**할 일**
아래 기록 전체를 빈 줄은 빼고 번호를 매긴 목록으로 바꿔 쓰세요. 그림은 답에서 빼세요.

**주어진 자료**
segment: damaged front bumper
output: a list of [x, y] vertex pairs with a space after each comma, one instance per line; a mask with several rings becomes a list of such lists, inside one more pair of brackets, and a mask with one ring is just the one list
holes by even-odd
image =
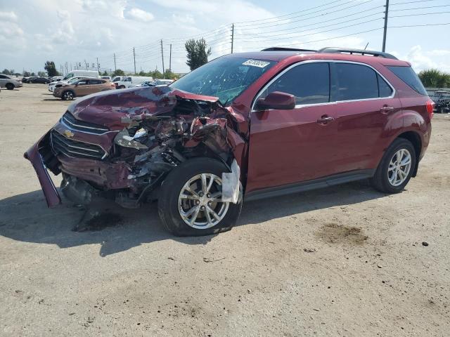
[[[42, 155], [39, 152], [39, 145], [47, 139], [48, 134], [44, 136], [36, 144], [32, 146], [24, 154], [23, 157], [31, 161], [36, 171], [37, 178], [41, 184], [44, 196], [49, 207], [54, 207], [61, 203], [61, 198], [55, 187], [55, 184], [49, 176], [49, 171], [44, 163]], [[43, 149], [44, 147], [41, 147]]]
[[61, 199], [47, 170], [63, 173], [61, 192], [76, 204], [89, 204], [94, 195], [102, 194], [135, 208], [158, 199], [158, 187], [174, 168], [203, 156], [230, 168], [223, 177], [228, 187], [223, 195], [236, 203], [245, 143], [229, 112], [214, 103], [214, 98], [197, 101], [197, 96], [177, 92], [174, 101], [165, 93], [156, 103], [149, 100], [161, 105], [160, 114], [143, 106], [70, 107], [24, 154], [36, 171], [48, 206], [59, 204]]

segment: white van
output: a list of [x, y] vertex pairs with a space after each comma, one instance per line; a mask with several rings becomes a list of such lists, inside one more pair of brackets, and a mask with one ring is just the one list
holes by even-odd
[[61, 81], [65, 81], [70, 79], [72, 77], [92, 77], [99, 79], [100, 75], [97, 70], [72, 70], [69, 74], [65, 75]]
[[115, 81], [114, 84], [117, 89], [124, 89], [141, 84], [146, 81], [153, 81], [152, 77], [146, 76], [124, 76], [120, 79], [121, 81]]

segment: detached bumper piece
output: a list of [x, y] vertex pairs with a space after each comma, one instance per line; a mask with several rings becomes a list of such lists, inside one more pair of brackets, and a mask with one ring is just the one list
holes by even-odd
[[47, 167], [44, 164], [44, 159], [47, 163], [50, 164], [51, 166], [49, 168], [53, 173], [58, 174], [59, 169], [56, 165], [58, 161], [51, 153], [49, 138], [49, 134], [47, 133], [39, 142], [32, 146], [23, 154], [23, 157], [30, 160], [33, 165], [41, 184], [41, 187], [42, 187], [42, 192], [47, 201], [47, 205], [49, 207], [54, 207], [61, 203], [61, 198], [55, 187], [55, 184], [49, 176]]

**정답**
1. segment: damaged front bumper
2. output: a list of [x, y] vertex pairs with a space after each comma, one instance per line; a mask with several rings becomes a list of such lists, inside one more pair of brackets, and a mask with one ring is just the one list
3. holes by even-odd
4. image =
5. [[[42, 155], [39, 152], [39, 145], [47, 139], [48, 134], [44, 136], [36, 144], [32, 146], [24, 154], [23, 157], [31, 161], [36, 171], [37, 178], [41, 184], [44, 196], [49, 207], [54, 207], [61, 203], [61, 198], [55, 187], [55, 184], [49, 176], [49, 171], [44, 163]], [[43, 149], [44, 147], [41, 147]]]
6. [[61, 199], [47, 170], [63, 173], [61, 192], [76, 204], [89, 204], [94, 195], [102, 194], [135, 208], [158, 199], [158, 187], [174, 168], [203, 156], [230, 168], [223, 177], [228, 187], [223, 195], [236, 203], [245, 143], [229, 112], [214, 103], [214, 98], [197, 101], [197, 96], [177, 92], [174, 101], [165, 93], [156, 103], [149, 100], [161, 105], [160, 114], [143, 106], [70, 107], [24, 154], [36, 171], [48, 206], [59, 204]]
7. segment: white van
8. output: a list of [x, y] vertex pairs with a space after each comma, one instance per line; a mask with several rings becomes a list of such lists, inside one more pair of brackets, and a mask with one ring is just the one list
9. holes by even-odd
10. [[61, 81], [65, 81], [70, 79], [72, 77], [92, 77], [99, 79], [100, 75], [97, 70], [72, 70], [69, 74], [65, 75]]
11. [[115, 81], [114, 84], [117, 89], [124, 89], [141, 84], [146, 81], [153, 81], [152, 77], [146, 76], [124, 76], [120, 79], [121, 81]]
12. segment: detached bumper piece
13. output: a list of [x, y] vertex pairs with a space after each comma, one instance per line; a mask with several rings becomes a list of such lists, inside one more pair of brackets, and a mask with one ring is just the one list
14. holes by even-odd
15. [[47, 167], [44, 164], [44, 159], [47, 163], [50, 164], [51, 166], [49, 168], [53, 173], [58, 174], [59, 169], [56, 165], [58, 161], [51, 153], [49, 138], [49, 134], [47, 133], [39, 142], [32, 146], [23, 154], [23, 157], [30, 160], [33, 165], [41, 184], [41, 187], [42, 187], [42, 192], [47, 201], [47, 205], [49, 207], [54, 207], [61, 203], [61, 198], [55, 187], [55, 184], [49, 176]]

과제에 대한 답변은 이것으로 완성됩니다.